» **Document segment**:
■ ■ ■ ■
On Wed, Jun 08, 2016 at 05:31PM, Olaf Flebbe wrote:
> Hi,
> 
> I like to have Continous Testing/Deployment for bigtop. So I am ++1 to 
> enhance/enable it.
> 
> we already procduce new repos as part of our Bigtop-trunk Jenkins job every 
> night. We archive the artifacts generated.
> 
> We have issues, right now:
> 
> * gradle.org repository is rather unstable breaking 50% of our builds.
> I already addressed this with BIGTOP-2474, since we do not need to access 
> gradle.org from our build infra.
> 
> * The repositories are not signed. This can be fixed with a dummy signature.
> 
> Right now, we have two different Compile job:
> 
> Bigtop-trunk: Compiling all the stack, very unstable.
> Bigtop-packages-trunk: Compiling all packages as  a single compile. Does not
> generate a repository. This is intended as an test compile only.

IIRC I've been using packages produced by Bigtop-packages-trunk for releases,
as it gets all of them in the same place. Hence it is easy to collect.

Cos

> I would recommend to stick at the Bigtop-trunk repositories for now.
> 
> olaf
> 
> 
> > Am 08.06.2016 um 07:22 schrieb Konstantin Boudnik <[email protected]>:
> > 
> > Makes all the sense to me. To me the only question is what we can do in the 
> > CI
> > to start producing the repos on each nightly run.
> > 
> > Cos
> > 
> > On Tue, Jun 07, 2016 at 04:44PM, Antonio Rosales wrote:
> >> On Tuesday, June 7, 2016, Jonathan Kelly <[email protected]> wrote:
> >> 
> >>> Oh, sorry, yes, I misunderstood. Nightly builds of Bigtop trunk would
> >>> certainly make a lot more sense than any sort of nightly build of the
> >>> trunks of each supported application. :)
> >> 
> >> 
> >> The intent here is to enable charms to deploy a stable release or the
> >> latest Bigtop "bleeding edge." Ideally we would like to run benchmarks and
> >> integration tests on nightly builds to identify issues earlier in the dev
> >> pipeline.
> >> 
> >> Would folks find that helpful?
> >> 
> >> -Antonio
> >> 
> >> 
> >>> On Tue, Jun 7, 2016 at 3:24 PM Konstantin Boudnik <[email protected]
> >>> <javascript:;>> wrote:
> >>> 
> >>>> On Tue, Jun 07, 2016 at 09:08PM, Jonathan Kelly wrote:
> >>>>> I'm not sure this will work very well, since many apps depend upon
> >>> other
> >>>>> apps but have not yet upgraded to support the latest version of their
> >>>>> dependencies.
■ ■ ■ ■
[Rows from a dataset]
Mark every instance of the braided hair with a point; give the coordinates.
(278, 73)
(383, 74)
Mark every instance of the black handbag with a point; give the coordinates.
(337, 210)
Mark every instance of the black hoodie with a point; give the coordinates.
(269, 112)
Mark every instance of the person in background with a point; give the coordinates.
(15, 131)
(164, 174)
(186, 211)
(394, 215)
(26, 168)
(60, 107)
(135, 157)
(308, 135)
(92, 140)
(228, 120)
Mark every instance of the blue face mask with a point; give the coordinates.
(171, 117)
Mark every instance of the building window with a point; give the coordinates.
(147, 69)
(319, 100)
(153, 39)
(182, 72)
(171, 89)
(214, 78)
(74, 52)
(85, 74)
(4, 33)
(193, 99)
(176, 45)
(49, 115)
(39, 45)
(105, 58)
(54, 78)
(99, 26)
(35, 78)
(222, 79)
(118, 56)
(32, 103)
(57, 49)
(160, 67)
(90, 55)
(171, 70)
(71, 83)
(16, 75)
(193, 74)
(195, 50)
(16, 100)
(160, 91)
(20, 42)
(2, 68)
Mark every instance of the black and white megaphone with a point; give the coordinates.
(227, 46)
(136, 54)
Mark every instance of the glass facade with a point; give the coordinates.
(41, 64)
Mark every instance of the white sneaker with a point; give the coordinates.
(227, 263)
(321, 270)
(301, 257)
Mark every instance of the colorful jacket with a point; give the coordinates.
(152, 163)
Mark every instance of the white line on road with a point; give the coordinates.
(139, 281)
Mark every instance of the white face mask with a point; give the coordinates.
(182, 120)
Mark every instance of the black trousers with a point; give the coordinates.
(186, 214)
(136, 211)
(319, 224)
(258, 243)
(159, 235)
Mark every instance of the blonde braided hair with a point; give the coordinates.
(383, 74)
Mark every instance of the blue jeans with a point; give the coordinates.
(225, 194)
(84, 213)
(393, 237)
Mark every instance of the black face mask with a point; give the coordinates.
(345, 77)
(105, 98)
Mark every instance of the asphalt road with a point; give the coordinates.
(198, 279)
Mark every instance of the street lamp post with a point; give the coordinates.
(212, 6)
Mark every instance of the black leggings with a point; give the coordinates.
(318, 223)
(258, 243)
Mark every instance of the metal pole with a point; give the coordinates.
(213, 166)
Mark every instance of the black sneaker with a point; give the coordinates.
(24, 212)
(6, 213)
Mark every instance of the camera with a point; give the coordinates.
■ ■ ■ ■
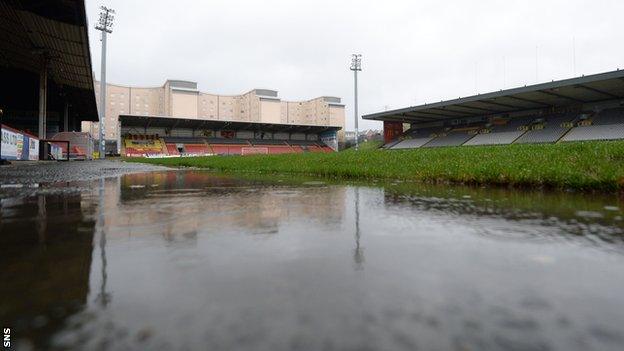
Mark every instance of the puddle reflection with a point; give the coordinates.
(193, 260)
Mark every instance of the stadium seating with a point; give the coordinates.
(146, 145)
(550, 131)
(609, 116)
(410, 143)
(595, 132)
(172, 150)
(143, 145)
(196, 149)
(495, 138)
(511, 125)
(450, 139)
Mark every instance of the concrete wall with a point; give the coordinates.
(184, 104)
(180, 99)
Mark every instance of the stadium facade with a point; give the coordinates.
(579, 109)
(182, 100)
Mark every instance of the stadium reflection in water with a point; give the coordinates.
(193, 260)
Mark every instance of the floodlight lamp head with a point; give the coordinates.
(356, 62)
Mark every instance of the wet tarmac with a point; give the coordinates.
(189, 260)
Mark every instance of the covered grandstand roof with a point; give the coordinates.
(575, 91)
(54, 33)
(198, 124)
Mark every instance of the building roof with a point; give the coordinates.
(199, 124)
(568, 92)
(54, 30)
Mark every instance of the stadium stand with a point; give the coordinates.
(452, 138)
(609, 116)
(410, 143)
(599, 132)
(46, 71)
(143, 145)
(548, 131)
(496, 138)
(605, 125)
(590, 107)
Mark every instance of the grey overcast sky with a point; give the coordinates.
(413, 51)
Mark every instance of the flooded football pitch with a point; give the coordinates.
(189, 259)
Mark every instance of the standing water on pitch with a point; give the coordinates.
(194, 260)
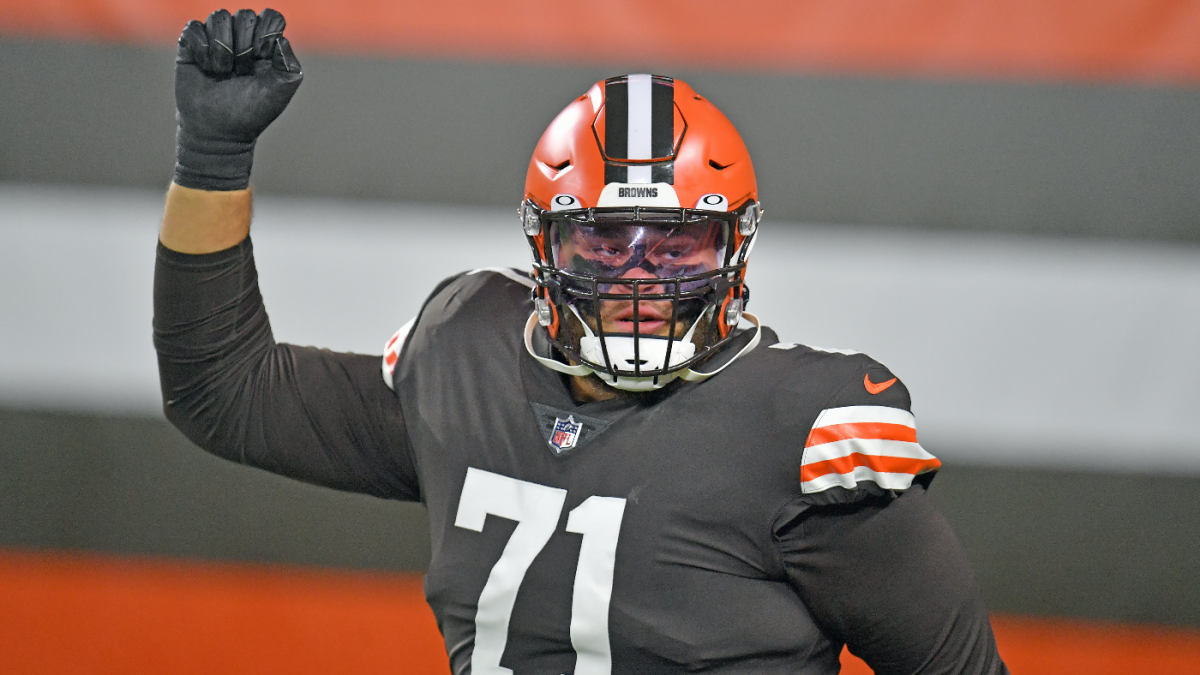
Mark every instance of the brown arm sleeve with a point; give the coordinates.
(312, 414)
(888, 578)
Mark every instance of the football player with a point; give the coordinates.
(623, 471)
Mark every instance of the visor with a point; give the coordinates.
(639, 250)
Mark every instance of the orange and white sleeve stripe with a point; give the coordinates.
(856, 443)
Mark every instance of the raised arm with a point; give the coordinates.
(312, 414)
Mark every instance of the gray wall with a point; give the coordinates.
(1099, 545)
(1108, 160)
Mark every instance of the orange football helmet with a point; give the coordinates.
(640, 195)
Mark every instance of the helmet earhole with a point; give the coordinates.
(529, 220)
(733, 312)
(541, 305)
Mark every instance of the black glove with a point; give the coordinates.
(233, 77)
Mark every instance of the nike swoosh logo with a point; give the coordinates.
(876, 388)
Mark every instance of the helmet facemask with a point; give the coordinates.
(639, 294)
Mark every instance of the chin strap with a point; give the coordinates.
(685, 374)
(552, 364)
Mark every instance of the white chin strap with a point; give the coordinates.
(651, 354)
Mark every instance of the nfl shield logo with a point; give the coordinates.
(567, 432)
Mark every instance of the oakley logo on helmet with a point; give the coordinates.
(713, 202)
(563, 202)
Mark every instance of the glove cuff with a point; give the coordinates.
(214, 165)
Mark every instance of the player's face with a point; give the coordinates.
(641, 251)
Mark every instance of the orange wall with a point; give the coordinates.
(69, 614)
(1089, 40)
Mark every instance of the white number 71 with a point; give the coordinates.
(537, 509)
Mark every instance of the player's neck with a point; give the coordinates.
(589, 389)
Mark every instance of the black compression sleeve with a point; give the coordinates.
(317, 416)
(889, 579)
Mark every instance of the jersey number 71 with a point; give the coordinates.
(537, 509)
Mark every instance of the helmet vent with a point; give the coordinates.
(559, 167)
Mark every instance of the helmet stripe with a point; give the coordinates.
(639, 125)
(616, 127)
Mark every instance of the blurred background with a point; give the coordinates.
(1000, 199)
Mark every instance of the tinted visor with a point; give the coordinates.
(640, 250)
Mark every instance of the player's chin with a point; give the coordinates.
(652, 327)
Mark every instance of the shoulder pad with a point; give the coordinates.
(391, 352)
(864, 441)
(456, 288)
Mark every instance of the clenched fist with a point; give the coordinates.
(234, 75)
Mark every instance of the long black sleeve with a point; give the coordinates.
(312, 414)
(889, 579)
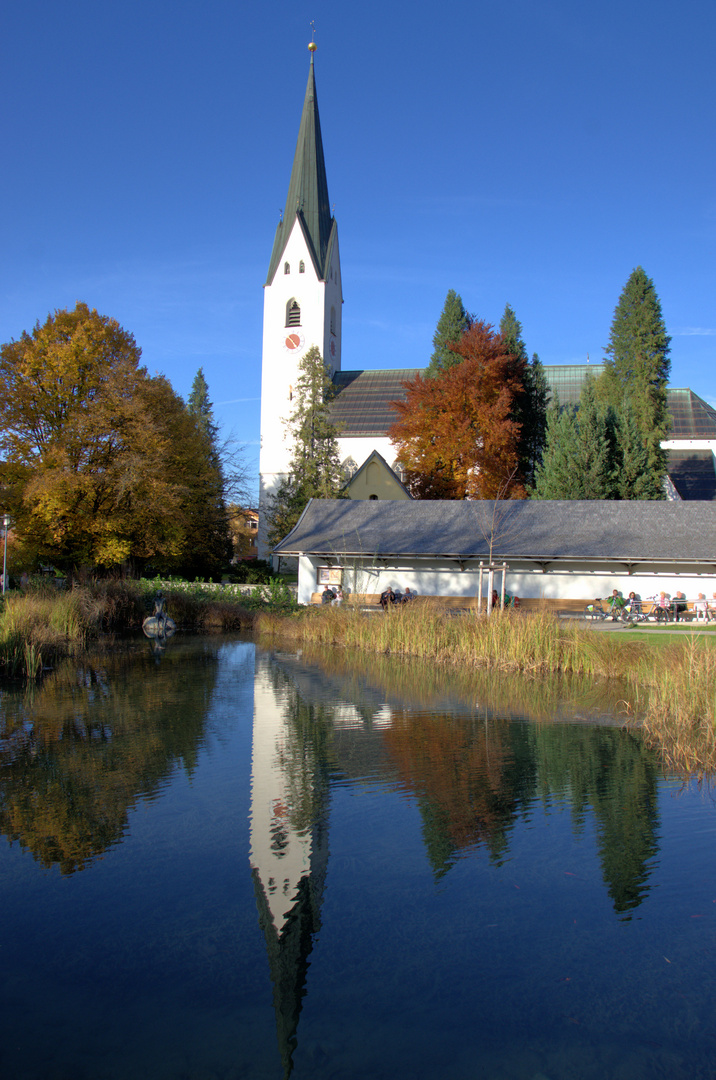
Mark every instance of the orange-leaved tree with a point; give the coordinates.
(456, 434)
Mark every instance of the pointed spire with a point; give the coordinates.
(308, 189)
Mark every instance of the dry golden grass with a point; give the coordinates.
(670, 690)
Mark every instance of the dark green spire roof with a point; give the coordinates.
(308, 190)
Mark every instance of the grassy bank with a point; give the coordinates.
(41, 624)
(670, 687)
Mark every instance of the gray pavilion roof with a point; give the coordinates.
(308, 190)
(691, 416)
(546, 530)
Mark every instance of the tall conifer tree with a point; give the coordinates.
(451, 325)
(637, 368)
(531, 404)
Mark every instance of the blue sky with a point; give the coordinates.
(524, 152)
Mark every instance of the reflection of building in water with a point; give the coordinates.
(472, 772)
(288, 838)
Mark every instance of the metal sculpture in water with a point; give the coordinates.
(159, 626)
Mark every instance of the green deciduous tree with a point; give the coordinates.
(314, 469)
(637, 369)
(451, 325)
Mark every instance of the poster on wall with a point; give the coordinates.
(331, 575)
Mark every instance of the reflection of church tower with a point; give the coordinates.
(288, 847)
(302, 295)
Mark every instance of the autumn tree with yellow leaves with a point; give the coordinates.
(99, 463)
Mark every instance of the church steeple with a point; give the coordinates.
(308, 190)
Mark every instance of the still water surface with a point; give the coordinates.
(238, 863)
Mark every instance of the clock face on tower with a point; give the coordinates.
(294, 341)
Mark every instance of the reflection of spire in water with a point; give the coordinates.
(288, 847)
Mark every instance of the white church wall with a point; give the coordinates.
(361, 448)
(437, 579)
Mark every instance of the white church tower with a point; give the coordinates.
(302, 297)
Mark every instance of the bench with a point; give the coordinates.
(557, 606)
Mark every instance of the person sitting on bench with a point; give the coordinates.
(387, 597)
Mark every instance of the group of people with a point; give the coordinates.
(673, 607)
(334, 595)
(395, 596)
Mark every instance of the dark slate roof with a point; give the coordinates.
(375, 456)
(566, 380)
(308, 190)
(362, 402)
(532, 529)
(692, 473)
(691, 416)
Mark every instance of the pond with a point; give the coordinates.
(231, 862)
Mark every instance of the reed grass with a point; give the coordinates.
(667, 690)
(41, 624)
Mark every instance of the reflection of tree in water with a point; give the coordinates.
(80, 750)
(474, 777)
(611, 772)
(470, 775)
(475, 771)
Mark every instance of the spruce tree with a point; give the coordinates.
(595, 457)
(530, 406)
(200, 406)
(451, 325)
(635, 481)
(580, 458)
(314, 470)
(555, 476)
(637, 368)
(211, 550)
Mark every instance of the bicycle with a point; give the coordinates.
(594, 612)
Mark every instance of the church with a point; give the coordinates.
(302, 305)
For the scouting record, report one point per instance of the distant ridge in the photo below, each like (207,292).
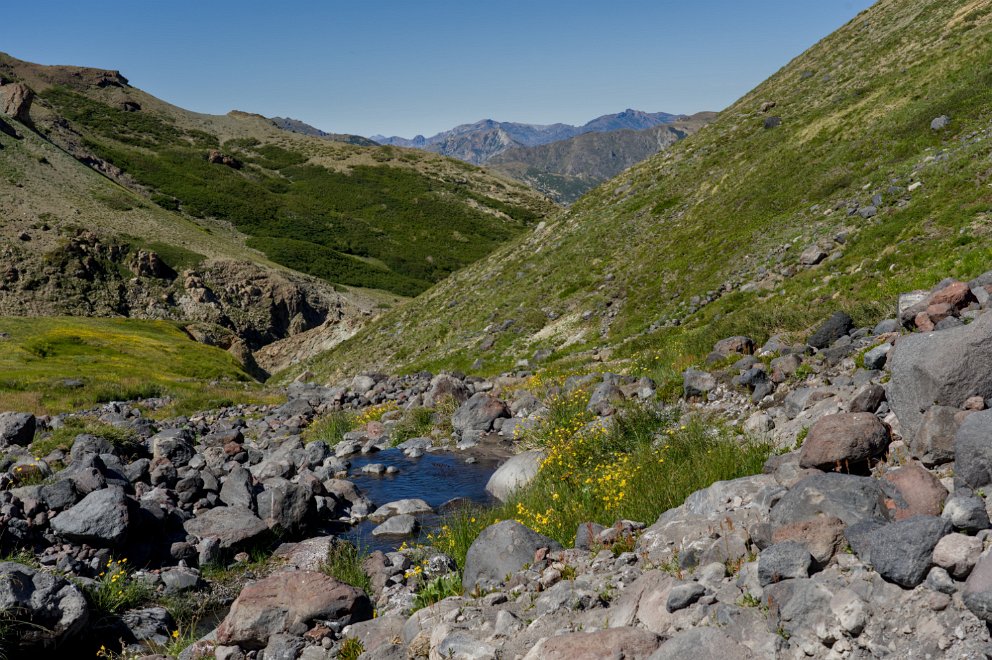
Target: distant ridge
■ ■ ■ ■
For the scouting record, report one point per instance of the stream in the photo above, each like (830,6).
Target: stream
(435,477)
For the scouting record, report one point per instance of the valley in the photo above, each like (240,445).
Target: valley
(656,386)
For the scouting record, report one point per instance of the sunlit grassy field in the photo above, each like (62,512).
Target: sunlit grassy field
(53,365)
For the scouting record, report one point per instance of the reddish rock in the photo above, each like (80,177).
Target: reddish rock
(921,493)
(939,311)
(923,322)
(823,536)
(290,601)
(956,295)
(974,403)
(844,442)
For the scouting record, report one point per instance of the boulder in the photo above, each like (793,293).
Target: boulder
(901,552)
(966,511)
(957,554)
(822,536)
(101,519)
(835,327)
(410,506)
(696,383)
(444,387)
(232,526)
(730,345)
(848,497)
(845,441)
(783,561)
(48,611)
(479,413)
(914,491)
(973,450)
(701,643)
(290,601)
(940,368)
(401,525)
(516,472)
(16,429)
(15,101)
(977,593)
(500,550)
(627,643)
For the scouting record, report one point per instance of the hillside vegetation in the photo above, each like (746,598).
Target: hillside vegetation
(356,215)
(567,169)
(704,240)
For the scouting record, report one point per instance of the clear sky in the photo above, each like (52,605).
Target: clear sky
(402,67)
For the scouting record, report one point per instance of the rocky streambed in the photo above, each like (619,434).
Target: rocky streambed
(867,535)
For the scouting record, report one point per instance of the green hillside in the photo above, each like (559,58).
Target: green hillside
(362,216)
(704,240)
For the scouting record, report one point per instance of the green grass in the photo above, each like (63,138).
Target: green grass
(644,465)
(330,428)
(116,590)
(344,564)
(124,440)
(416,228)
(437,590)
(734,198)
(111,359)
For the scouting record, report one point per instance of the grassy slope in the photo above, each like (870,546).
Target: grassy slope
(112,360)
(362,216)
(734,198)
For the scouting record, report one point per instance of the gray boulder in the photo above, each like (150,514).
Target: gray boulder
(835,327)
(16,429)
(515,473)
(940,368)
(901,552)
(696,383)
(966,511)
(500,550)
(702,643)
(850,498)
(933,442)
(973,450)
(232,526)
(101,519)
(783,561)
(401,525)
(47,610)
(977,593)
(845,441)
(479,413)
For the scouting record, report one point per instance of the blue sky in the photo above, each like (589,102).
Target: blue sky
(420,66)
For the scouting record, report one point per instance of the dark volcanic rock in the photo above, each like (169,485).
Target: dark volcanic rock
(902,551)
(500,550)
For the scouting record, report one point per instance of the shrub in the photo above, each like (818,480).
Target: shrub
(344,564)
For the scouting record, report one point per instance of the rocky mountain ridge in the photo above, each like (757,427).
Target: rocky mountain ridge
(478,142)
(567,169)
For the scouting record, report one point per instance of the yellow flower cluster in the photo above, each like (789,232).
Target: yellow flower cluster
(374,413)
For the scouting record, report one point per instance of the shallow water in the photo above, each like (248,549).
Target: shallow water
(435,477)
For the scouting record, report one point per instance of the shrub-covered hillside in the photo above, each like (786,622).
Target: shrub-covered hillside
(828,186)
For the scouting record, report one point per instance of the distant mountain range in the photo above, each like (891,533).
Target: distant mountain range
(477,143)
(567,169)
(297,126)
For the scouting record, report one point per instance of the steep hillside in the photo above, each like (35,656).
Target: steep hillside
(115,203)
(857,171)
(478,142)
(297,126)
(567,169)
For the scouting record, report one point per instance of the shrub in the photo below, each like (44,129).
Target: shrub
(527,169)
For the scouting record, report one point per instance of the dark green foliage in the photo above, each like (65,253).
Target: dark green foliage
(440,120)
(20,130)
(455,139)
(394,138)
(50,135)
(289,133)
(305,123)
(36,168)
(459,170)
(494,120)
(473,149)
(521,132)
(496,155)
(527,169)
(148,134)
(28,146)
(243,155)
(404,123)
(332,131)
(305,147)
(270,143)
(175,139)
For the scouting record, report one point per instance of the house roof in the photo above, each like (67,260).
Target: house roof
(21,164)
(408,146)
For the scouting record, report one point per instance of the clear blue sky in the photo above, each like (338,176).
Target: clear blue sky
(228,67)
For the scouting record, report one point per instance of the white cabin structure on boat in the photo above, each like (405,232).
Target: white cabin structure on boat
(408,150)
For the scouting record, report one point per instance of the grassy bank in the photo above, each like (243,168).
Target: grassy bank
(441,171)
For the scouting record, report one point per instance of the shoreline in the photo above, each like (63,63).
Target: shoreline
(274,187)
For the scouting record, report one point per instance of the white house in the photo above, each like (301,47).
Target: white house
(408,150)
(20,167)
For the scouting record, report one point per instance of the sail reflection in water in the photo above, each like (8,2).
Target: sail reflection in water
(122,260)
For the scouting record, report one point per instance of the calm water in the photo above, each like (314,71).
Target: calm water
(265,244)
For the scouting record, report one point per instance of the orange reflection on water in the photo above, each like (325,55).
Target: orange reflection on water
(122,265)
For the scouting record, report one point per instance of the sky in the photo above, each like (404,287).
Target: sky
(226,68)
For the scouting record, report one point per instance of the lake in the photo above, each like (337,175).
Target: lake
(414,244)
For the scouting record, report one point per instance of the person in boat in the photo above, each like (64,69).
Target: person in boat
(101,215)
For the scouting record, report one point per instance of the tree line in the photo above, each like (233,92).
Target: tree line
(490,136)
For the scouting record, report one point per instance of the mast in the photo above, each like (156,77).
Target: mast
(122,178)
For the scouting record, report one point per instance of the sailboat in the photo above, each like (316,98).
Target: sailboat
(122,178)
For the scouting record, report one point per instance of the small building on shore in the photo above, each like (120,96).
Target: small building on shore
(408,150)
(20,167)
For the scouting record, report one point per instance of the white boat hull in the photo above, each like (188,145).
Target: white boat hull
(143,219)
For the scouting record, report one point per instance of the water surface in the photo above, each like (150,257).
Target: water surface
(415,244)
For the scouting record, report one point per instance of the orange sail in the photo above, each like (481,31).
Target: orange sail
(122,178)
■ ■ ■ ■
» **Things to do**:
**A.** According to the mailing-list thread, why has Cos been using packages produced by Bigtop-packages-trunk for releases?
**B.** Reproduce the mailing-list thread from the words "On Wed, Jun" through "the artifacts generated.", renaming "Jenkins" to "Hudson".

» **Written responses**:
**A.** The Bigtop-packages-trunk job gets all of the packages in the same place, which makes them easy to collect.

**B.**
On Wed, Jun 08, 2016 at 05:31PM, Olaf Flebbe wrote:
> Hi,
> 
> I like to have Continous Testing/Deployment for bigtop. So I am ++1 to 
> enhance/enable it.
> 
> we already procduce new repos as part of our Bigtop-trunk Hudson job every 
> night. We archive the artifacts generated.